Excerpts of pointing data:
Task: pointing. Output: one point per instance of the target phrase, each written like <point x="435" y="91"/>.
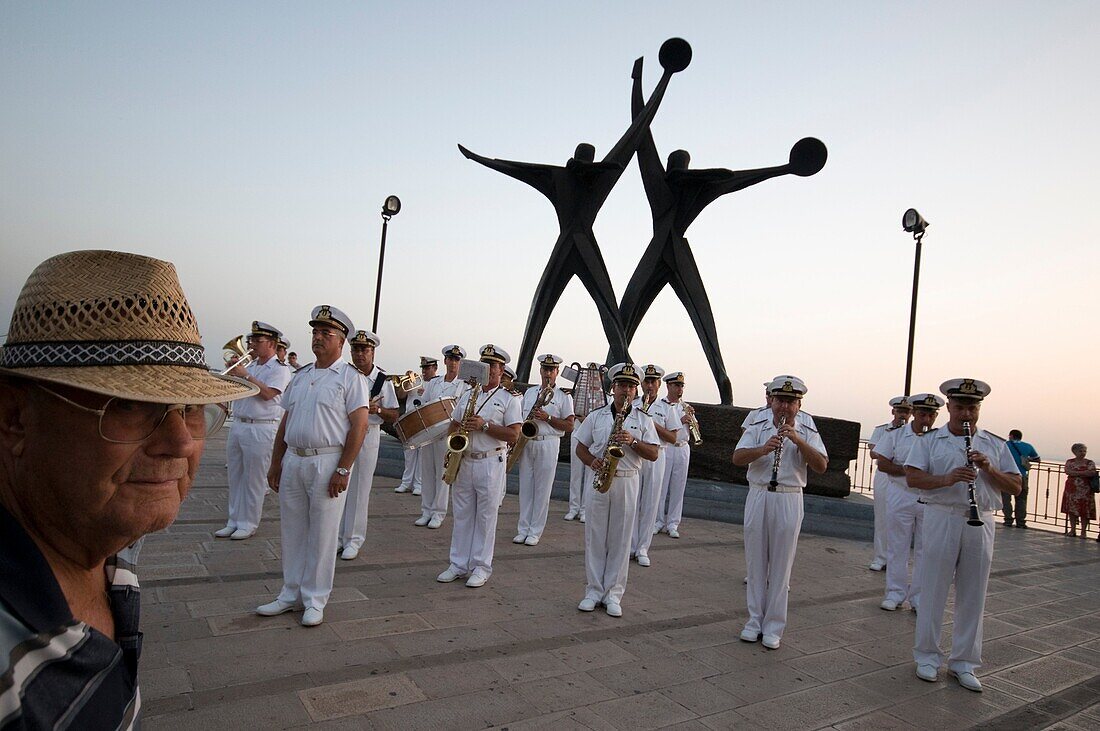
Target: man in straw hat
<point x="612" y="516"/>
<point x="316" y="447"/>
<point x="956" y="552"/>
<point x="105" y="367"/>
<point x="252" y="438"/>
<point x="773" y="507"/>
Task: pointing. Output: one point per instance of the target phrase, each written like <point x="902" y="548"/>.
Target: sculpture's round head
<point x="679" y="159"/>
<point x="674" y="55"/>
<point x="807" y="156"/>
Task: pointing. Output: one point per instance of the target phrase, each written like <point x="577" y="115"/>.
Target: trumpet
<point x="529" y="429"/>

# [What the exercise asks]
Copy the data above, switching each "pointing" to "locating" and keeping everything else the same. Don't include the pictures.

# [Correct response]
Task: locating. Output: one point per instance of the target phrase, each written like <point x="435" y="91"/>.
Target: man in straw hat
<point x="612" y="516"/>
<point x="316" y="447"/>
<point x="956" y="552"/>
<point x="105" y="367"/>
<point x="252" y="438"/>
<point x="773" y="507"/>
Task: locating. Output: one point per instance of the target phrase, each written like <point x="902" y="548"/>.
Target: sculpture's round head
<point x="679" y="159"/>
<point x="674" y="55"/>
<point x="807" y="156"/>
Task: locating. Output: one point per instance of the target phrase, each written like <point x="577" y="115"/>.
Target: trumpet
<point x="529" y="429"/>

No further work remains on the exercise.